• OBJECTIVE: Print the data below line for line, omitting the pictures.

[start of INFORMATION PROVIDED]

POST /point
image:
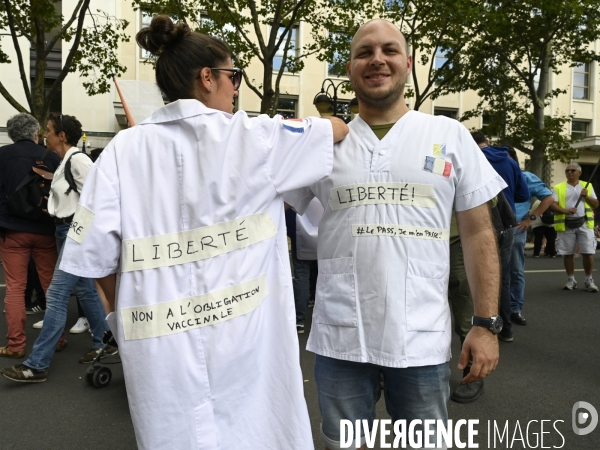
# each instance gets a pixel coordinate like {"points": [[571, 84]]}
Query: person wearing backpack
{"points": [[24, 232], [62, 135]]}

[end of INFORMATION PROVIDED]

• IN RESPONSE:
POST /point
image:
# each instance gets a pixel coordinate like {"points": [[571, 84]]}
Query: person wearing backpack
{"points": [[24, 232], [62, 135]]}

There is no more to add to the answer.